[What to produce] Convert the listing below into a Markdown table with two columns, Row and Listing line. Give each non-blank line its own numbered row and omit blank lines.
---------- Input records
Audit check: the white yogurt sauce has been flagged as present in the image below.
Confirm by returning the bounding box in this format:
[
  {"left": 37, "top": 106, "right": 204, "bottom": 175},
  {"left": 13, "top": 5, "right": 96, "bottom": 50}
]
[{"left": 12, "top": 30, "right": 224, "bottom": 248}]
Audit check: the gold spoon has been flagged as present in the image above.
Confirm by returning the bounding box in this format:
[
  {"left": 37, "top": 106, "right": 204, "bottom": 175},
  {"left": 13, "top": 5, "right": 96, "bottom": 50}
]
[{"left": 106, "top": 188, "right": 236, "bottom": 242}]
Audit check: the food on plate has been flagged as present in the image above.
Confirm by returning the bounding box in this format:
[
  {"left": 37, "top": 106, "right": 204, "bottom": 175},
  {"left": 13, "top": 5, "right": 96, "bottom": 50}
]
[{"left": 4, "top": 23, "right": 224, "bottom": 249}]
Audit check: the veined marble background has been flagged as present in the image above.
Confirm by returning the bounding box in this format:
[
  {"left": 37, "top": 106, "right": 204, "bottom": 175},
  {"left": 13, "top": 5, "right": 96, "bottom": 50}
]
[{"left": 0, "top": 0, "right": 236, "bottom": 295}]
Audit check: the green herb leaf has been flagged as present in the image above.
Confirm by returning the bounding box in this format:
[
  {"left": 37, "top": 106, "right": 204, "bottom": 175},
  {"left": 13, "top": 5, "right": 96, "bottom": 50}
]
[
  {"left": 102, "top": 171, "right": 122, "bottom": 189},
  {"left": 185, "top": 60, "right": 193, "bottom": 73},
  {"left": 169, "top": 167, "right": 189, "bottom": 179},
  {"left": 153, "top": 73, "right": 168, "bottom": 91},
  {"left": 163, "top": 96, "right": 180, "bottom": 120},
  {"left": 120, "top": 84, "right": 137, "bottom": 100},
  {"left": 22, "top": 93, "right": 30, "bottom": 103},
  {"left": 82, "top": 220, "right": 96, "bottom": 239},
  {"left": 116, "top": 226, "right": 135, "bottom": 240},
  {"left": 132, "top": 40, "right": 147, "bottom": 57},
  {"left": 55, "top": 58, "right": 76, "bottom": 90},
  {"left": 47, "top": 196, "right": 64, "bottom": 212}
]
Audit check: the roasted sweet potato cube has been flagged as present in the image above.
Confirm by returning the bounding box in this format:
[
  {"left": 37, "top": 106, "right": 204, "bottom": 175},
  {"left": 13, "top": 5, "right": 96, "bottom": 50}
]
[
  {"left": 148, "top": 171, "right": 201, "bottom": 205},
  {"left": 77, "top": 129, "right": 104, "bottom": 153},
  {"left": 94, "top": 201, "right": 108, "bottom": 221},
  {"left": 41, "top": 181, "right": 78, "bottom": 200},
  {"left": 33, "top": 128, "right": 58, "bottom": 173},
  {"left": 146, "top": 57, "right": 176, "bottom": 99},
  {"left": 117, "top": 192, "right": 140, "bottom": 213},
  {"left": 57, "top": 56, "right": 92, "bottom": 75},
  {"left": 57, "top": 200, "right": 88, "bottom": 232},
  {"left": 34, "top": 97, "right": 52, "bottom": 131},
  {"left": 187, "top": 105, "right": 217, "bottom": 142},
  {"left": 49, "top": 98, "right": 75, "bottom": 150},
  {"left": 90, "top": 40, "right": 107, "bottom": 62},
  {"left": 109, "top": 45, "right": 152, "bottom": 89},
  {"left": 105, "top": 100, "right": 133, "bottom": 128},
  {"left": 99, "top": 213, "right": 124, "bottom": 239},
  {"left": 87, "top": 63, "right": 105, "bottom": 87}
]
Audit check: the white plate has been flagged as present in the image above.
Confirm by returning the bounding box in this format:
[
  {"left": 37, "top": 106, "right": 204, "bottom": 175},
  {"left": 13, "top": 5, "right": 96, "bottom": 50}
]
--------------------
[Response for this exercise]
| Row | Listing line |
|---|---|
| 1 | Audit check: the white yogurt sauce has been flagged as present in the image below. |
| 2 | Confirm by returning the bounding box in this format: |
| 3 | [ |
| 4 |   {"left": 37, "top": 106, "right": 204, "bottom": 175}, |
| 5 |   {"left": 13, "top": 5, "right": 96, "bottom": 50} |
| 6 | ] |
| 7 | [{"left": 12, "top": 30, "right": 224, "bottom": 248}] |
| 8 | Audit check: the gold spoon has been flagged as present in the image above. |
| 9 | Confirm by returning the bounding box in this format: |
| 10 | [ |
| 11 |   {"left": 37, "top": 106, "right": 204, "bottom": 175}, |
| 12 |   {"left": 13, "top": 5, "right": 96, "bottom": 50} |
| 13 | ] |
| 14 | [{"left": 106, "top": 188, "right": 236, "bottom": 242}] |
| 15 | Audit check: the food on plate has been flagged as present in the image above. |
| 16 | Confirm by returning the bounding box in this format: |
| 17 | [ |
| 18 |   {"left": 37, "top": 106, "right": 204, "bottom": 175}, |
| 19 |   {"left": 13, "top": 5, "right": 96, "bottom": 50} |
| 20 | ] |
| 21 | [{"left": 4, "top": 23, "right": 224, "bottom": 249}] |
| 22 | Audit check: the veined marble background has been flagged as present in the image above. |
| 23 | Confirm by returning the bounding box in this format: |
| 24 | [ |
| 25 |   {"left": 37, "top": 106, "right": 204, "bottom": 175}, |
| 26 |   {"left": 13, "top": 5, "right": 96, "bottom": 50} |
| 27 | ] |
| 28 | [{"left": 0, "top": 0, "right": 236, "bottom": 295}] |
| 29 | Audit check: the green herb leaf has been flagged as present in the image above. |
| 30 | Confirm by returning the bounding box in this format: |
| 31 | [ |
| 32 |   {"left": 37, "top": 106, "right": 204, "bottom": 175}, |
| 33 |   {"left": 13, "top": 5, "right": 96, "bottom": 50} |
| 34 | ] |
| 35 | [ |
| 36 |   {"left": 102, "top": 171, "right": 122, "bottom": 189}, |
| 37 |   {"left": 185, "top": 60, "right": 193, "bottom": 73}, |
| 38 |   {"left": 169, "top": 167, "right": 189, "bottom": 179}, |
| 39 |   {"left": 153, "top": 73, "right": 168, "bottom": 91}, |
| 40 |   {"left": 163, "top": 96, "right": 180, "bottom": 120}, |
| 41 |   {"left": 120, "top": 84, "right": 137, "bottom": 100}, |
| 42 |   {"left": 22, "top": 93, "right": 30, "bottom": 103}, |
| 43 |   {"left": 82, "top": 220, "right": 96, "bottom": 239}, |
| 44 |   {"left": 116, "top": 226, "right": 135, "bottom": 240}, |
| 45 |   {"left": 132, "top": 40, "right": 147, "bottom": 57}, |
| 46 |   {"left": 55, "top": 58, "right": 76, "bottom": 90}, |
| 47 |   {"left": 47, "top": 196, "right": 64, "bottom": 212} |
| 48 | ] |
| 49 | Audit check: the roasted sweet potato cube has been flagged as present in the image above. |
| 50 | Confirm by returning the bounding box in this format: |
| 51 | [ |
| 52 |   {"left": 37, "top": 106, "right": 204, "bottom": 175}, |
| 53 |   {"left": 13, "top": 5, "right": 96, "bottom": 50} |
| 54 | ] |
| 55 | [ |
| 56 |   {"left": 148, "top": 171, "right": 201, "bottom": 205}, |
| 57 |   {"left": 77, "top": 129, "right": 104, "bottom": 153}, |
| 58 |   {"left": 94, "top": 201, "right": 108, "bottom": 221}, |
| 59 |   {"left": 41, "top": 181, "right": 78, "bottom": 200}, |
| 60 |   {"left": 33, "top": 128, "right": 58, "bottom": 173}, |
| 61 |   {"left": 146, "top": 57, "right": 176, "bottom": 99}, |
| 62 |   {"left": 117, "top": 192, "right": 140, "bottom": 213}, |
| 63 |   {"left": 57, "top": 56, "right": 92, "bottom": 75}, |
| 64 |   {"left": 57, "top": 200, "right": 88, "bottom": 232}, |
| 65 |   {"left": 34, "top": 97, "right": 52, "bottom": 131}, |
| 66 |   {"left": 187, "top": 105, "right": 217, "bottom": 142}, |
| 67 |   {"left": 49, "top": 98, "right": 75, "bottom": 150}, |
| 68 |   {"left": 90, "top": 40, "right": 107, "bottom": 62}, |
| 69 |   {"left": 109, "top": 45, "right": 152, "bottom": 89}, |
| 70 |   {"left": 105, "top": 100, "right": 133, "bottom": 128}, |
| 71 |   {"left": 99, "top": 213, "right": 124, "bottom": 239}, |
| 72 |   {"left": 87, "top": 63, "right": 105, "bottom": 87} |
| 73 | ] |
| 74 | Audit check: the white plate has been flagged as present in the image above. |
| 75 | Confirm by returning the bounding box in this format: |
| 76 | [ |
| 77 |   {"left": 37, "top": 106, "right": 204, "bottom": 175}, |
| 78 |   {"left": 13, "top": 5, "right": 96, "bottom": 50} |
| 79 | ] |